神の御前に立つ

ヘブライ人への手紙4章12~16節

澤田直子師

主題聖句 「だから、憐れみを受け、恵みにあずかって、時宜にかなった助けをいただくために、大胆に恵みの座に近づこうではありませんか。」 ヘブライ人への手紙4章16節
 ここから9章まで、ヘブライ人への手紙の主題は「祭司とは何か」ということになります。宗教改革以降、「万人祭司」という教理が生まれ、教会はそこに立って歩んできました。旧約聖書の時代、祭司は世襲職でしたが、今はそうではなく、現在の職が何であれ神に遣わされてそこにいるのであり、その仕事をもって神と人に仕える以信仰者は等しく祭司職なのです。
 13節『この神に対して、わたしたちは自分のことを申し述べねばなりません。』生ける神の御前に立ってその御言葉によって聖別されるのであれば、どれほど多くの罪や汚れ、不要のものを切り分けていただかなければならないことでしょうか。わたしたちは神様を信じお委ねしているとは言え、いざその時が来たら安心して御前に出て行こう、という気持ちにはなかなかなれないのではないかと思います。

*-*-*

- **出された課題 1**:
次の(a)～(c)がこの説教の本文と合っているか、それぞれ「はい」か「いいえ」で答え、決め手になった本文の言葉をそのまま引いてください。(a) 旧約聖書の時代、祭司は世襲職だった。(b) 「万人祭司」の教理は宗教改革より前に生まれた。(c) 主題聖句はヘブライ人への手紙4章12節から取られている。
- **出された課題 2**:
神の御前に立つことについてのこの説教を、最後の文のあとから引き取って続けてください。

*-*-*

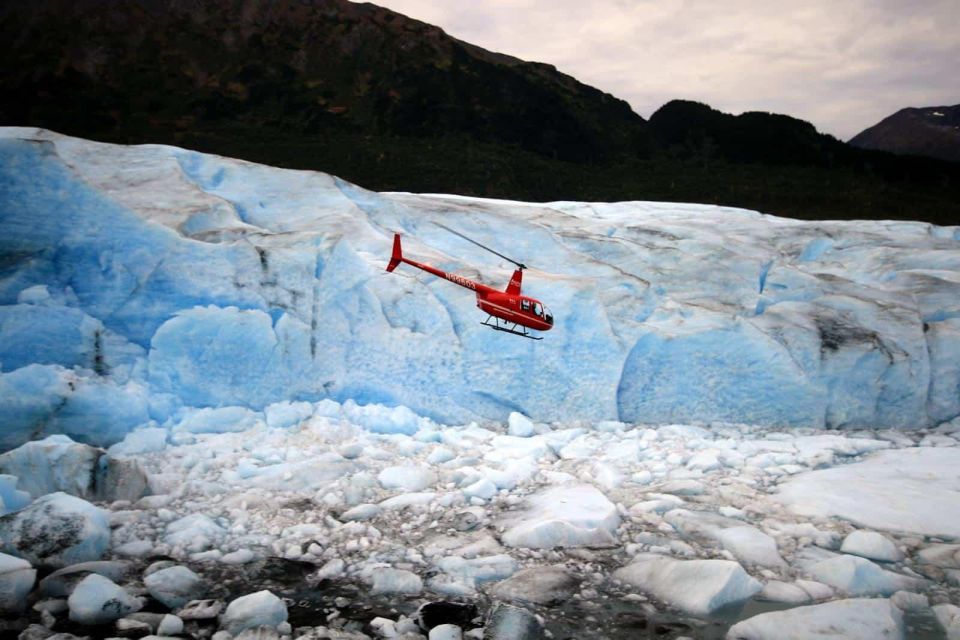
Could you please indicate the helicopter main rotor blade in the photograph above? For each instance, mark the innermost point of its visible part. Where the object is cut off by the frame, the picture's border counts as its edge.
(482, 246)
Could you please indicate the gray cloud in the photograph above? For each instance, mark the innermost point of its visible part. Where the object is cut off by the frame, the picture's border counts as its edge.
(841, 64)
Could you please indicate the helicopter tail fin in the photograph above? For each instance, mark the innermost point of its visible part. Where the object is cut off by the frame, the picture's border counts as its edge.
(397, 256)
(514, 287)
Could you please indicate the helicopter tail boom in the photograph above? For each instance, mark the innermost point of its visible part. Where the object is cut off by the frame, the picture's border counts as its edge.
(397, 256)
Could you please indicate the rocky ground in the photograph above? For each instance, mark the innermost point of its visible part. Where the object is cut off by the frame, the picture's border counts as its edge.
(308, 525)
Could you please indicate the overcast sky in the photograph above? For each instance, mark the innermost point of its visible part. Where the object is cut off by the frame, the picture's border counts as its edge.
(841, 64)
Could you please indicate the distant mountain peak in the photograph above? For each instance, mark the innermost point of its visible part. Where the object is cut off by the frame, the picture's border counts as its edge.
(924, 131)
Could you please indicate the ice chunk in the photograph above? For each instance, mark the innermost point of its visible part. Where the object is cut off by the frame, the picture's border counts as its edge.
(507, 622)
(697, 587)
(395, 581)
(260, 609)
(59, 464)
(946, 556)
(507, 448)
(17, 577)
(222, 420)
(546, 586)
(948, 616)
(520, 425)
(193, 533)
(240, 556)
(11, 498)
(907, 601)
(858, 577)
(98, 600)
(446, 632)
(360, 512)
(380, 419)
(61, 582)
(776, 591)
(565, 516)
(482, 569)
(407, 478)
(876, 492)
(56, 530)
(170, 625)
(872, 545)
(286, 414)
(751, 546)
(140, 441)
(175, 586)
(857, 619)
(201, 610)
(56, 463)
(482, 488)
(816, 590)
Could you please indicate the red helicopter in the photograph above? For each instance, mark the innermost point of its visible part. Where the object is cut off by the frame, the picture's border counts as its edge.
(513, 308)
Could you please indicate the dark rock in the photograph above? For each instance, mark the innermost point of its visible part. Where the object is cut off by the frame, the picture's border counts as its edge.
(55, 531)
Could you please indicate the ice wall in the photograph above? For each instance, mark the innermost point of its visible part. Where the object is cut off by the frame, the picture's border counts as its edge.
(137, 281)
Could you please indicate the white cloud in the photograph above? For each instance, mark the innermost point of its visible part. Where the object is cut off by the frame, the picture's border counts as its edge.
(841, 64)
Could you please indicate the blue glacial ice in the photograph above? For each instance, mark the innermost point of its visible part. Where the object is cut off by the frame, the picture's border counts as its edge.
(139, 285)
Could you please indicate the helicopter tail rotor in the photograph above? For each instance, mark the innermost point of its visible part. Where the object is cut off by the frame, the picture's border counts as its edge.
(397, 257)
(520, 265)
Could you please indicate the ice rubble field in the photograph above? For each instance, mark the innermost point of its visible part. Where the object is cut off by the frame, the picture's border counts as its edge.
(267, 390)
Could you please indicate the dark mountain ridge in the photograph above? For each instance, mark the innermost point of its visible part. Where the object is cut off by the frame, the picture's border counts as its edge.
(929, 131)
(389, 102)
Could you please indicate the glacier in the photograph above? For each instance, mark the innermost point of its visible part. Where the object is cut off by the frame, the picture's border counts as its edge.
(141, 284)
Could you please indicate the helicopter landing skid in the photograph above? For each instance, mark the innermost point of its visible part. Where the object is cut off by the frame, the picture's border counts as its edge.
(496, 326)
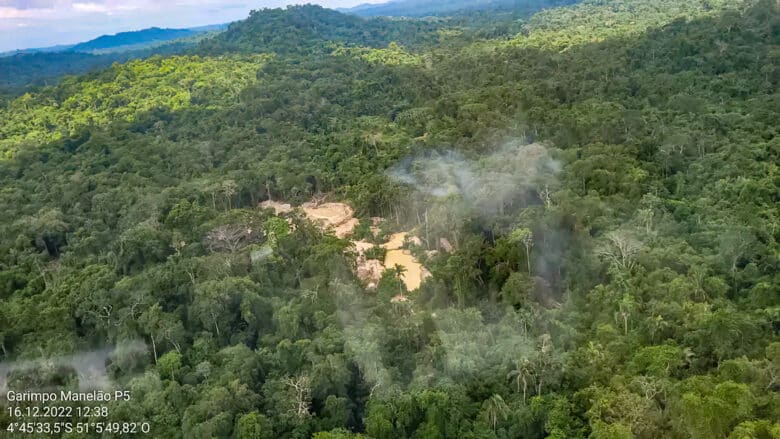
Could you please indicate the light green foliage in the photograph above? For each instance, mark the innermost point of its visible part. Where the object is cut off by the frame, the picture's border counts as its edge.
(124, 93)
(630, 289)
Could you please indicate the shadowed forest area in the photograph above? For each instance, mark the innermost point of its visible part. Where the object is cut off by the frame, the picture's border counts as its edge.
(594, 190)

*-*-*

- **課題の答え 1**:
(a) はい。「旧約聖書の時代、祭司は世襲職でしたが」
(b) いいえ。『宗教改革以降、「万人祭司」という教理が生まれ』
(c) いいえ。「ヘブライ人への手紙4章16節」

- **課題の答え 2**:
 旧約聖書では、祭司が神の御前に立つ際の服装が細かく定められています。材質や重さ、形、今でも作れると思うくらい細かく記されています。神の御前に立つには、特別な服装が求められたのです。使徒言行録以降は、目に見える服装ではなく目に見えないものを着るように勧められます。
 コロサイ3:9~10『古い人をその行いと共に脱ぎ捨て、造り主の姿に倣う新しい人を身に着け、日々新たにされて、真の知識に達するのです。』もともと人間は、神の似姿として誕生しました。しかし知恵の木の実を食べて罪を呼び込んで以来、自己中心の罪から離れられず、古い人を着続けることにこだわってきました。身に馴染んだ古い人を脱ぎ捨てて、新しい人を身に着けるには、少しばかり勇気が必要で、馴染むまでの忍耐も必要です。
 信仰者が身に着ける「新しい人」とは、もちろん、イエス・キリストです。この大祭司は、古い人を脱ぐことの困難を知っていてくださり、憐れんでくださるお方です。この大祭司に依り頼んで、主の御前に進み出ましょう。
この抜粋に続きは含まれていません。